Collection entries

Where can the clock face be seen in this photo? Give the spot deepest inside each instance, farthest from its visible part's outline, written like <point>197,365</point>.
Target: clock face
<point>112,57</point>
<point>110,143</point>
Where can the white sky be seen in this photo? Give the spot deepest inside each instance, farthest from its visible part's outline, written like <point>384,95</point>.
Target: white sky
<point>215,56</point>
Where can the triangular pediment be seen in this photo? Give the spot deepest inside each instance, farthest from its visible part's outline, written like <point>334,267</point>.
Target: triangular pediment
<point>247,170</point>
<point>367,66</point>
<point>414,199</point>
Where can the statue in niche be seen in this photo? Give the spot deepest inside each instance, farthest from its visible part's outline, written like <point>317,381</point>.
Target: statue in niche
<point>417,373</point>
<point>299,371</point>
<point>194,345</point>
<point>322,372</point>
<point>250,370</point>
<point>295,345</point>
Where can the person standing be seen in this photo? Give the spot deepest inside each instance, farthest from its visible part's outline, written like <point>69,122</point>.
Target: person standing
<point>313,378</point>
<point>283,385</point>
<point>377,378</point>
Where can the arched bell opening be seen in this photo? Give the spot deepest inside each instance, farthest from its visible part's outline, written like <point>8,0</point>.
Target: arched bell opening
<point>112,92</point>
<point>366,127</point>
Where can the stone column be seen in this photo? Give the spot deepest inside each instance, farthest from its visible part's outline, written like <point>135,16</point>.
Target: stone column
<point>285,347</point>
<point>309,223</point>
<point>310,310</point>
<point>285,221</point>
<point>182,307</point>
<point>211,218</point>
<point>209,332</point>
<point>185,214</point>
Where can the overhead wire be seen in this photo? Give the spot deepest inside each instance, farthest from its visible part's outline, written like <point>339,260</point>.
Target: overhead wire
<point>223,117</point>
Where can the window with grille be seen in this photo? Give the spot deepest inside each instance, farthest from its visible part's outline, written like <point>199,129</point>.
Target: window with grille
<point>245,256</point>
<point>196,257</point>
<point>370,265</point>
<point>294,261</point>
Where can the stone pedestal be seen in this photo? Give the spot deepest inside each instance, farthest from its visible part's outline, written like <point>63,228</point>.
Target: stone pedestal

HOW TO COMPLETE THIS TASK: Would you write out each entry precisely as it is given?

SOLUTION TO THE PROBLEM:
Where can the clock face be seen in this photo? Give the spot deepest inside each instance, farthest from its visible part's outline, written like <point>197,365</point>.
Target: clock face
<point>112,57</point>
<point>110,143</point>
Where can the white sky be seen in this photo? Give the spot deepest inside each instance, farthest from its visible part's outline, written like <point>384,95</point>.
Target: white sky
<point>215,56</point>
Where can the triangular pediment be seen in this photo? Give the spot deepest inside each instance, farthest from its visible part's outline, written like <point>334,267</point>.
Target: triangular pediment
<point>247,170</point>
<point>367,66</point>
<point>414,199</point>
Where can the statue in niche be seen in this photo? Give the spot deepest inside each instance, farthest from its visible part's outline, written like <point>317,381</point>.
Target: statue in niche
<point>417,373</point>
<point>299,371</point>
<point>194,345</point>
<point>322,372</point>
<point>250,370</point>
<point>295,345</point>
Where can the person standing be seen in this photo? Give the spot deepest inside each instance, farthest from its visible part's outline, written like <point>69,122</point>.
Target: person standing
<point>313,378</point>
<point>283,385</point>
<point>377,378</point>
Where can the arched bell opening be seen in this photo? Give the spot deepest inside each instance, farthest from its visible part's outline, written like <point>8,0</point>.
Target: arched bell opening
<point>112,92</point>
<point>366,127</point>
Where can the stone column be seen in this photo? Give the spot deepest inside each instance, farthest from its visible part's outline, written like <point>135,16</point>.
Target: stone column
<point>285,347</point>
<point>309,223</point>
<point>310,310</point>
<point>285,221</point>
<point>182,307</point>
<point>211,218</point>
<point>209,332</point>
<point>185,214</point>
Where can the overhead wire be seen in this photo? Give the spot deepest inside each instance, farthest from its visible part's outline, written like <point>339,260</point>.
Target: overhead wire
<point>223,117</point>
Where can the window with grille be seen in this photo? Give the spot deepest inside each instance, farthest from its visible part's outline, written like <point>199,129</point>.
Target: window with grille
<point>245,256</point>
<point>196,257</point>
<point>370,265</point>
<point>294,261</point>
Where can the stone pedestal be seen in this photo? Give the spot deepest inside each instance, farthest from its visible part's outline, written like <point>63,228</point>.
Target: stone pedestal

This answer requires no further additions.